■ **Text shown**:
§

Saturday, February 26, 2011

Our third annual reunion coming up soon!

I called my cousins in Jacksonville, Florida this afternoon. You guys still coming up on Thursday? Yep. "I'll be there sometime middle of the afternoon," I told them.

This will be the third year my cousins and I have gotten together on the old Morgan homestead (Morgan is my maiden name). This is land that has been in my dad's family since it was deeded from the government "way back there."

To be honest, I look forward to this time every year much more than I would a luxury vacation at an elegant resort. Why?

Well, there are a lot of reasons. As kids, all of us roamed this land at least a couple of times a year. We'd go to the rural south Alabama town where my grandparents lived and end up spending a day over at the farm, which is what we called it back then. My grandparents raised their four children there. Popa was a prosperous cotton farmer back before us cousins were born, until one Sunday they came home from church in their horse and buggy and their home had burned to the ground. Back in those days, following the Great Depression, my grandparents didn't believe in banks. Every dime they had was stored in that house.

I was close to my cousins back in my growing up years - Bruce, Debbie, Paul (before he died tragically in 1961), Richard, Pam, Kenny, Rita, June, Gwen. There were the Thanksgiving dinners at Aunt Dot and Uncle Millard's. The adults ate at the big table and us kids were sent to a smaller table in the next room. We would fight over who got the drumsticks or the wishbone! I remember the year Kennedy was assassinated. That year we ate Thanksgiving dinner glued to the black and white TV to hear the latest on that unfolding story.

Then I got married and in 1974 moved to New York State. I was many miles removed from my Southern cousins, busy raising my two sons. I didn't get back down South too often.

In 2003, my father died unexpectedly. At his funeral, I saw many of my cousins again for the first time in over 30 years. I remember Debbie coming up to me at the funeral and giving me a hug, and I had no idea who she was. Then there was Kenny. The last time I saw him was on my wedding day and he was a skinny, shy kid of 16. Imagine my disbelief at seeing him again as a gray haired man!

This was not good. Yes, I was busy with my own life, but you don't just forget about your roots, even though time and distance separates you.

In 2009, I asked everyone what they would think about getting together for a day over at the "farm" for a small reunion. It took off from there. We all meet at the property on Saturday morning. Some of us, who are into guns, do some target shooting and show off our toys to each other. We have a pot roast meal that I cook in my camp dutch oven and just spend time together. At the end of a long day, Rita invites us over to her in-laws' vacation home on a huge river. It is just a fun time together and something we all look forward to now.

So, in the coming weeks, I'll be posting about the Big Reunion again, complete with pictures. . . still have to figure out how to do pictures on my new Mac!

I would encourage each of you to stay in touch with your relatives. It is easy to lose touch with this crazy, busy world we all live in now. But just do it.

Wednesday, February 23, 2011

Run, Granny, Run!

As most of you know, I'm a news junkie. Lately, there is enough doom and gloom in the world to wear down anyone. But this morning, as I was enjoying my coffee and watching the news on TV, there was a very heartwarming and uplifting story. Ida Keeling is a 95 year old sprinter. Yes, I said 95! Okay, so maybe she runs about as fast as most of us walk when we are in a hurry, but God bless her! She proudly displayed her medals that she has won in running.

§

■ **Entries**:
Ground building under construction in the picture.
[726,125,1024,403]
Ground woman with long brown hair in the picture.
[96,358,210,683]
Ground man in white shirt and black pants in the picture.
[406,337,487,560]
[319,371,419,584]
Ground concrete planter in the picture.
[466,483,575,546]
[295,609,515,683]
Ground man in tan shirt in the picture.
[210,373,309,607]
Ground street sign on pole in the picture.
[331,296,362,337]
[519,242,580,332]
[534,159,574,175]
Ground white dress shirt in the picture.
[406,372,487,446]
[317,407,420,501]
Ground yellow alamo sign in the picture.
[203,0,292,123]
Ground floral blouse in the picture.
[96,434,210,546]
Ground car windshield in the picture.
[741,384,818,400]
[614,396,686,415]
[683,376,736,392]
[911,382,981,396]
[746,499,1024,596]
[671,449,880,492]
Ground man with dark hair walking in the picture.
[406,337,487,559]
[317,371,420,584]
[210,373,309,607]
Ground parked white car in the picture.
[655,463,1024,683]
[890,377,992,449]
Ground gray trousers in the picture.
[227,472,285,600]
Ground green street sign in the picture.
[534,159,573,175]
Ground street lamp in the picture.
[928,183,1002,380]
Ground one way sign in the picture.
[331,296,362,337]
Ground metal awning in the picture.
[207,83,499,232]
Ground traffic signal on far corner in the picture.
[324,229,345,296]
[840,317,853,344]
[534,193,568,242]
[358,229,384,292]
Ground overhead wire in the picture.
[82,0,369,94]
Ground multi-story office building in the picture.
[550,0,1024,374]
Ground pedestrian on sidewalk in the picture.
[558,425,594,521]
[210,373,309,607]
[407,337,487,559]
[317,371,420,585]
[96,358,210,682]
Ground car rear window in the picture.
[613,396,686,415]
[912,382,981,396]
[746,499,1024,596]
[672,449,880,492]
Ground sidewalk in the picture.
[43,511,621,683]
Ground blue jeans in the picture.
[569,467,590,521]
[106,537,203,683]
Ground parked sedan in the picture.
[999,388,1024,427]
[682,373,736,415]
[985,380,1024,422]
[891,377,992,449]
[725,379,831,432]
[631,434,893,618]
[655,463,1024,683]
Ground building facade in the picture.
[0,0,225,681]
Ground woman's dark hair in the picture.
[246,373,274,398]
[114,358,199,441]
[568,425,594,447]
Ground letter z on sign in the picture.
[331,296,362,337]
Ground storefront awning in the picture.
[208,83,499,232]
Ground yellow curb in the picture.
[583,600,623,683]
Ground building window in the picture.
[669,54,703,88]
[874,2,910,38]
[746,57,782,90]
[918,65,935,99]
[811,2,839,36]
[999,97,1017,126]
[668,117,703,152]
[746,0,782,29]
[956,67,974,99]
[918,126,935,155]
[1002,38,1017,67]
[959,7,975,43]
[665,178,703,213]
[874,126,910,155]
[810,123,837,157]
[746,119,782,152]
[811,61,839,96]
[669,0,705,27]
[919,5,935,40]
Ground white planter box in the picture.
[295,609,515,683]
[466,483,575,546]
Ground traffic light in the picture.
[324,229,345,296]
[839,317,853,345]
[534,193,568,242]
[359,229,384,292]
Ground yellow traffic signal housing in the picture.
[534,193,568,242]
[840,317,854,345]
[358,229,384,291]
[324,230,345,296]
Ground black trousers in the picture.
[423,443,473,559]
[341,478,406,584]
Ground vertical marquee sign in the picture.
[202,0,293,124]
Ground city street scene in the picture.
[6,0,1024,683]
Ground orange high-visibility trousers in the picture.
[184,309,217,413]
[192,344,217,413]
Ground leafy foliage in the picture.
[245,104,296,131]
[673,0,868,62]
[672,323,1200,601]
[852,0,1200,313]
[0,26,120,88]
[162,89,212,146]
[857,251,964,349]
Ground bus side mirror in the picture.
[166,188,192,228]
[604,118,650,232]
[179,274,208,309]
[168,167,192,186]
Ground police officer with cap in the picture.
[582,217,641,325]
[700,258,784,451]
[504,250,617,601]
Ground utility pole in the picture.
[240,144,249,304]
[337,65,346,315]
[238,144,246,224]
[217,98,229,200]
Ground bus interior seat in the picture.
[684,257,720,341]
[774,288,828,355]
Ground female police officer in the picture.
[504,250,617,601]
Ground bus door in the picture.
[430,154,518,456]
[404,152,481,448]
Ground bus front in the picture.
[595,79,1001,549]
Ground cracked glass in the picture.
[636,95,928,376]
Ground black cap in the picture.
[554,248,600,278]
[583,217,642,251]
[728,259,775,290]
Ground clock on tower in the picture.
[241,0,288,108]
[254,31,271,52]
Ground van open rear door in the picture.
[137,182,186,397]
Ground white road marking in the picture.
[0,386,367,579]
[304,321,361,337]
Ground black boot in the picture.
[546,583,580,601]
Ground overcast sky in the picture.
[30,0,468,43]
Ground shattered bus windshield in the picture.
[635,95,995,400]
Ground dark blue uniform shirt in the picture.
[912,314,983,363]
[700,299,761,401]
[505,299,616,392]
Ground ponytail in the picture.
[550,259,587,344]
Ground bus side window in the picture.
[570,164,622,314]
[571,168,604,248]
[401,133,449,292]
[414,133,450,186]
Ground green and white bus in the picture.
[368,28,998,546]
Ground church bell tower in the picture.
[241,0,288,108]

§

■ **Exercise requirements**:
1. Please translate this sentence from the reunion blog post into Spanish: "My grandparents raised their four children there."
2. According to the reunion blog post, in what year did the writer move to New York State?

■ **Solutions to the problems**:
1. Mis abuelos criaron a sus cuatro hijos allí.

2. 1974